What you need to do:
1/ Answer these questions about the passage on community detection methods, one line each.
(a) Which two methods does the passage recommend for general use?
(b) Unlike many other high-performing methods, what do these two methods not require users to specify?
(c) What does Significance optimize for instead of modularity?
2/ Pick up the passage on community detection methods after its final sentence and continue it.

** Extracted text follows **

Based on our findings, we recommend Significance and Infomap for general use. These methods consistently achieve high performance and fairness across all networks. These methods do not require users to specify the number of communities, unlike many other high-performing methods. Additionally, both of these methods identify many communities well, often ranking among the fairest methods, and Significance outperforms other methods in real-world networks. While fairness is important, community detection method selection should not be based solely on fairness metrics. A method scoring high in fairness may still detect all communities poorly. Additionally, some methods could achieve better results with optimized parameters rather than the default settings in CDlib. However, Significance and Infomap require no parameter tuning, making their strong fairness-performance trade-off even more notable. Interestingly, Significance does not cluster with modularity-based methods despite optimizing a goodness score similar to those approaches. Unlike modularity-based methods, it optimizes for Significance rather than modularity, resulting in distinct fairness-performance characteristics. We also recommend using the fairness metric if one needs to be chosen, as it considers multiple factors while computing the fairness for a community, and the overall fairness of the method is captured very well.

** End of Extracted text **
** Material supplied follows **

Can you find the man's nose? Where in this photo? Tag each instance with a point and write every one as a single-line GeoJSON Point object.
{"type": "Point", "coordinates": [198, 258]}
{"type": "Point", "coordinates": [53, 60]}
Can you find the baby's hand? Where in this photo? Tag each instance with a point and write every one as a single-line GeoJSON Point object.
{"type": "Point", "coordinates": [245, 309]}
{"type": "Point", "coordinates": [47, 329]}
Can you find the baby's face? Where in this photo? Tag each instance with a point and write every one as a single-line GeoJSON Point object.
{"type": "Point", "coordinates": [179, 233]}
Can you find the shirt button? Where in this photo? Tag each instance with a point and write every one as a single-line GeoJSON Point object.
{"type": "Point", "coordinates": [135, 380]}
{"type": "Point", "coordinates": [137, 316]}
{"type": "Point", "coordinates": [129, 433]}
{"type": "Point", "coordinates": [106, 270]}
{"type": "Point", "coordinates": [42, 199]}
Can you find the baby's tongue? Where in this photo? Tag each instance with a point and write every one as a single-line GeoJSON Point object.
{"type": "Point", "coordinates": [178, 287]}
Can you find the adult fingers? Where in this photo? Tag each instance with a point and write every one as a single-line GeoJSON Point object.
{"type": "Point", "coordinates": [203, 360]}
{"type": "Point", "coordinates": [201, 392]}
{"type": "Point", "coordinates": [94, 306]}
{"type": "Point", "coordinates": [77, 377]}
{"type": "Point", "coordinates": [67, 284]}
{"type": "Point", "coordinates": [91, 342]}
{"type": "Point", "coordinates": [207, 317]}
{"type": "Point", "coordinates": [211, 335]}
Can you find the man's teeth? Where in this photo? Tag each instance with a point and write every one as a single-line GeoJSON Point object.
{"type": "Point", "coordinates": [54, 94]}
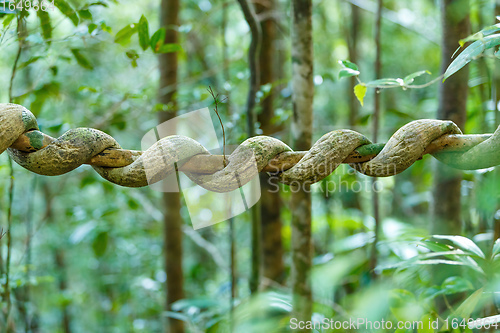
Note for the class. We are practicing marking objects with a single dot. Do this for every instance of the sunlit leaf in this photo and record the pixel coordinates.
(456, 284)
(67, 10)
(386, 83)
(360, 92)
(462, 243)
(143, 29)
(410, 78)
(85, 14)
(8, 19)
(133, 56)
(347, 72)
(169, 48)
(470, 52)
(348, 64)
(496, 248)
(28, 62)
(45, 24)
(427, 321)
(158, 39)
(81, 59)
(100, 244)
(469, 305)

** End of Material supplied **
** Material supplied follows **

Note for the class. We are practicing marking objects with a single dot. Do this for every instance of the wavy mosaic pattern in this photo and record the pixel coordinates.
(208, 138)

** End of Material supplied **
** Material supplied follows **

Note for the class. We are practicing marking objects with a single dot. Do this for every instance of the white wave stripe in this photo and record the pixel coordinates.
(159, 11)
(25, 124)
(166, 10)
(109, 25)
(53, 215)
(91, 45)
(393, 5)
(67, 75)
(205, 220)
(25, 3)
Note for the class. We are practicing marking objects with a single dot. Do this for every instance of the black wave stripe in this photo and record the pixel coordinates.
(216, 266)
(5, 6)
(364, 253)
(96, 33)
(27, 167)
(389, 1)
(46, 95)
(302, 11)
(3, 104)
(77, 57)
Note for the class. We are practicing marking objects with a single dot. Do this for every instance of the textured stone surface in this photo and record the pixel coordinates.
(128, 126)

** End of Material supplied **

Activity answers:
1/
(a) Significance and Infomap.
(b) The number of communities.
(c) Significance.

2/
The choice of a community detection method should also align with the specific network analysis task. Different fairness metrics offer insights relevant to practical applications. For instance, in Influence Maximization, when spreading information to remote parts of a network, selecting a community detection method that identifies low-conductance communities well may be advantageous. The proposed fairness measures and our analysis provide valuable insights for designing fairer community detection methods, improving existing algorithms, and optimizing parameter selection. Additionally, our findings highlight that when extreme cases are created using the HICH-BA model, none of the existing community detection methods perform well. This underscores the need to develop new, well-performing methods specifically designed to handle such challenging network structures.

In this work, we use a Jaccard similarity–based greedy iterative approach to establish a one-to-one correspondence between ground-truth and detected communities. In the proposed mapping, ties are resolved randomly. To evaluate the robustness of the metric, we compare this random tie-breaking with two deterministic strategies that prioritize either larger or smaller communities, respectively. The results, reported in SI Appendix 2, S2 Table, indicate that the choice of tie-breaking strategy has no significant effect on the computed fairness score. Furthermore, while Jaccard similarity–based mapping is intuitive and computationally efficient, it may not guarantee a globally optimal assignment, as once a pair is selected, subsequent choices are constrained, which may potentially result in suboptimal alignments. One could explore alternative mapping approaches, such as the Hungarian algorithm [90], which provides an optimal assignment by maximizing the total similarity across all mappings. Studying the effect of such alternatives on the fairness score remains an interesting direction for future work.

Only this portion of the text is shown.